>> BEGIN Materials provided

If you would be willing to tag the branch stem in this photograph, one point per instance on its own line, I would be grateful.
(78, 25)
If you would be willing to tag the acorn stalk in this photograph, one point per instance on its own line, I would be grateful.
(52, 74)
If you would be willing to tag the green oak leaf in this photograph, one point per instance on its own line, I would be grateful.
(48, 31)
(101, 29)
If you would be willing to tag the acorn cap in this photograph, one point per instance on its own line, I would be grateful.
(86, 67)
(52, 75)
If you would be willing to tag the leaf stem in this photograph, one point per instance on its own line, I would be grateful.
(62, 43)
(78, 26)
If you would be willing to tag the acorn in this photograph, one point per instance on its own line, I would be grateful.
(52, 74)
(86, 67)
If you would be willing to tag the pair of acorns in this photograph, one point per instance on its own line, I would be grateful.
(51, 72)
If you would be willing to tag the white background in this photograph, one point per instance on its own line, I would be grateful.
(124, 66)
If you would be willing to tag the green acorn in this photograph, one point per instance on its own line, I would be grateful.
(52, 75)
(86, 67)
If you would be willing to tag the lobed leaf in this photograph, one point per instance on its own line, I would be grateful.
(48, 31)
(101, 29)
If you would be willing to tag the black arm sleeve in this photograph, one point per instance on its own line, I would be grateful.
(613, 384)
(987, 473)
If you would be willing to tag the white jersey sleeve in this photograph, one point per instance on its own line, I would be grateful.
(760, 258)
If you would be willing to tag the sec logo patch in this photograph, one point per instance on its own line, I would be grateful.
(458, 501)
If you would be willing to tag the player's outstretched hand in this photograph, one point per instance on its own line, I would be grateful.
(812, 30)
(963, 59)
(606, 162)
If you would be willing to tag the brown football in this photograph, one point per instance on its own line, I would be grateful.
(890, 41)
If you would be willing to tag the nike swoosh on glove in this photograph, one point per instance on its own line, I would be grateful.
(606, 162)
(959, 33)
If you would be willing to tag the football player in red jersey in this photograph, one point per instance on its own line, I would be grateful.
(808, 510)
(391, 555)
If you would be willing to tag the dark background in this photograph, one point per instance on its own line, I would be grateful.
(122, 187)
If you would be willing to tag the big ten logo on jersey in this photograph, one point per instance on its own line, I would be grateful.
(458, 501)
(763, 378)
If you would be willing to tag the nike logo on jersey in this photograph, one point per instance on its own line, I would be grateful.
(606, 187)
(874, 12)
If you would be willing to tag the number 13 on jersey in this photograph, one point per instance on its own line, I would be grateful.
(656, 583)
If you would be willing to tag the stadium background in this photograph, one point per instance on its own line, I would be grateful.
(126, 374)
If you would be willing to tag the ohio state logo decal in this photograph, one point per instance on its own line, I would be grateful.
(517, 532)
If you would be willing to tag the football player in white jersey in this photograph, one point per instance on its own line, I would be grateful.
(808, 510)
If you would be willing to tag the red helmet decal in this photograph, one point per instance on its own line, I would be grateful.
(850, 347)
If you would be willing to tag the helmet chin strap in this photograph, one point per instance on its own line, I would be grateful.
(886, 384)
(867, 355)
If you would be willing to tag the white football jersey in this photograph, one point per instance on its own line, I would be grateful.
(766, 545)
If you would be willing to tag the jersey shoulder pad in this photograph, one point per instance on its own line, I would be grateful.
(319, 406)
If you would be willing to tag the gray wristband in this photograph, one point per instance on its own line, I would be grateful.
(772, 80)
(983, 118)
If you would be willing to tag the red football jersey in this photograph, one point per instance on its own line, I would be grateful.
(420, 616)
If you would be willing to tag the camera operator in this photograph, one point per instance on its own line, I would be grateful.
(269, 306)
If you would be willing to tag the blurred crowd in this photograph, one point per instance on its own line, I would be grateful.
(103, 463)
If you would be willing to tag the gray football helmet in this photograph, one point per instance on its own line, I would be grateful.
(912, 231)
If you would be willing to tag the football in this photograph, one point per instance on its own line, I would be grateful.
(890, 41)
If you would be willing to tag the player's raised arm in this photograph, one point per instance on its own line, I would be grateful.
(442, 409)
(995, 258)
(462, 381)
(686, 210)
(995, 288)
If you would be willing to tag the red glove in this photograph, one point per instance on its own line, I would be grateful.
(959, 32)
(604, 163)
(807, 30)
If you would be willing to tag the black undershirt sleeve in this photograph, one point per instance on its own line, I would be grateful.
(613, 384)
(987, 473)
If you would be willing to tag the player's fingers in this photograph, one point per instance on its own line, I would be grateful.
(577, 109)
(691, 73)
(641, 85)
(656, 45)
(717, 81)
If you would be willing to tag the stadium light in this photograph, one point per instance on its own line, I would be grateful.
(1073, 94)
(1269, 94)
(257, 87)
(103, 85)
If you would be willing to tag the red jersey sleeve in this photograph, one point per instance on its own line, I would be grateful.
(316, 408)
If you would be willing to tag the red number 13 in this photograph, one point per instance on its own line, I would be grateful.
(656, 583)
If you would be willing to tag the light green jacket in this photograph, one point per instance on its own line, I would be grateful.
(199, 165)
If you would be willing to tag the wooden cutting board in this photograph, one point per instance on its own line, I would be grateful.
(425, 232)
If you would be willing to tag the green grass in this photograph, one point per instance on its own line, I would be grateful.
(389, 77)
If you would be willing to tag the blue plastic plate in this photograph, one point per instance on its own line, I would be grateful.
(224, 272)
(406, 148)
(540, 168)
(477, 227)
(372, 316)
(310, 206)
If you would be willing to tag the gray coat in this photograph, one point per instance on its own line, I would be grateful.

>> END Materials provided

▸ The problem: Starting at the line that contains "If you would be willing to tag the red number", print every line through the end of the listing, word for word. Leave out all the rest.

▸ Response to the exercise:
If you would be willing to tag the red number 13 in this photograph, one point per instance on its own line, I would be grateful.
(656, 583)
If you would be willing to tag the light green jacket in this photograph, one point per instance on its own line, I would be grateful.
(199, 165)
If you would be willing to tag the wooden cutting board in this photograph, one point per instance on its own line, I would be grateful.
(425, 232)
If you would be willing to tag the green grass in this photograph, one point per instance on its own line, I would be grateful.
(389, 77)
If you would be willing to tag the blue plastic plate in this photograph, one point per instance on its own line, I would be grateful.
(224, 272)
(406, 148)
(540, 168)
(477, 227)
(372, 316)
(310, 206)
If you would be willing to tag the gray coat in this photograph, one point per instance on its own line, I would be grateful.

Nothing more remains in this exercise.